Şarköy was a township (bucak) in Gelibolu sanjak and belonged to Kaptanpaşa vilayet at first. Gelibolu sanjak returning to Adrianople vilayet in 1864.

According to the Ottoman population statistics of 1914, the kaza of Şarköy had a total population of 16,613, consisting of 11,009 Greeks and 5,604 Muslims.

During the 20th century the Turkish authorities oppressed, persecuted and terrorized the Greek and other Christian population of the town and of the surrounding area and nearby towns, so as to compel them to flee. Towards the beginning of 1913, the authorities exacted from the inhabitants payment for the upkeep of the Turkish fleet. Also, imposed further contribution from the Christians for the construction of Government buildings, a Turkish school, telephonic communications, national defence, etc. At the same time the most rigorous boycott was exercised, for the purpose to bring famine the dispersion to the Christian Communities. In addition, the importation of provisions into the town was prohibited under the penalty of death and no communication between the town and the other communities was allowed, and as another precaution the boats were rendered useless by the removal of the oars.

********************

Required work:
A: Please list each purpose the Şarköy passage names for the further contribution imposed on the Christians.
B: Carry on the Şarköy passage after its final sentence about the oars.
The rows come from a separate source and are unrelated to the Şarköy passage.

Dataset entries

********************

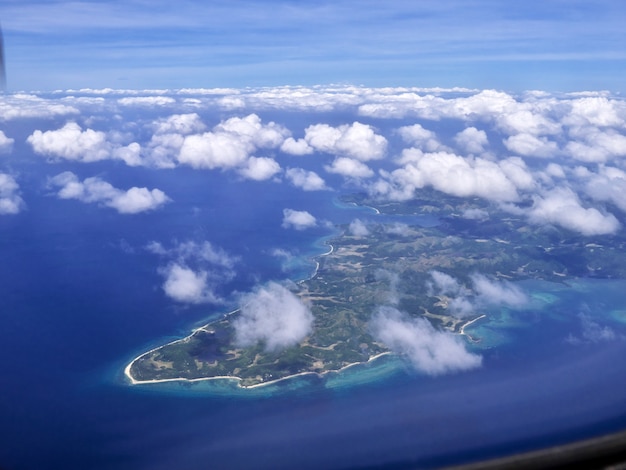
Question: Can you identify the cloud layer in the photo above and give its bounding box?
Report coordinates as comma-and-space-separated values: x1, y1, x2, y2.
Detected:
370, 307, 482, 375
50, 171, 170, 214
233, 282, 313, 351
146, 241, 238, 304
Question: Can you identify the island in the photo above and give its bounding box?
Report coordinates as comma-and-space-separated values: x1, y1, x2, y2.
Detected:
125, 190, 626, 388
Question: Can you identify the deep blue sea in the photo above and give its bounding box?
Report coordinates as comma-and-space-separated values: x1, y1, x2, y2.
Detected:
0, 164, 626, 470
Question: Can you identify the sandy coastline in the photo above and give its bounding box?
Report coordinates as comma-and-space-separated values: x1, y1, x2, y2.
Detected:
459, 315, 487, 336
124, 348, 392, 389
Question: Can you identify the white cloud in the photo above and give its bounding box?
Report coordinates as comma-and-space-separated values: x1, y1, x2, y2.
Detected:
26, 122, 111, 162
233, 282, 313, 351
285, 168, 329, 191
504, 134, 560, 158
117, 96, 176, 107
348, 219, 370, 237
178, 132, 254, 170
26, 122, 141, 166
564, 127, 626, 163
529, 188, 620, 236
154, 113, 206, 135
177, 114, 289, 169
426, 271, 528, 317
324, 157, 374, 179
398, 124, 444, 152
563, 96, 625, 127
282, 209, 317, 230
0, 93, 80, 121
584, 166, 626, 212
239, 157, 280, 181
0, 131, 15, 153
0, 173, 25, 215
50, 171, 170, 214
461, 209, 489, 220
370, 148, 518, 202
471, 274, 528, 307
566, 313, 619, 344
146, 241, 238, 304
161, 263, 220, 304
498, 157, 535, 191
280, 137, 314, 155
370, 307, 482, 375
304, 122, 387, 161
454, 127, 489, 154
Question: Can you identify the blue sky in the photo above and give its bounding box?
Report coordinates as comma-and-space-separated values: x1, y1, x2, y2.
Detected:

********************

Task-by-task outputs:
A: The construction of Government buildings, a Turkish school, telephonic communications, and national defence.

B:
The coast was occupied briefly by Bulgarian forces on December 22, 1912 during the Balkan Wars, and again in 1920-22 by Greek forces during the Greco-Turkish War, this time with the support of the local Greek and Armenian people. Şarköy was a district in Thrace province between 1922-1926 before returning to Tekirdağ province.

==The area today==
Şarköy and Mürefte are small country towns providing the surrounding villages with amenities such as medical care and high schools. 90% of the land is cultivated, vineyards and olive groves near the coast, with sunflowers, wheat, barley and tobacco inland.

Şarköy has the longest beach in Turkey, the 12th longest in the world and in 2006 was awarded a blue flag. The district includes 60 km of coastline for tourism, fishing and prawn fishing. It is possible to take a motorboat from here to Avşa or Marmara Island.

The land behind the coast has a micro-climate suitable for vineyards and wine-making; Şarköy is known for its wine and holds a wine festival each autumn. Güler Sabancı has a winery here making a Cabernet Sauvignon called Gulor. The area also produces olives.

There is also an institute of Trakya University here.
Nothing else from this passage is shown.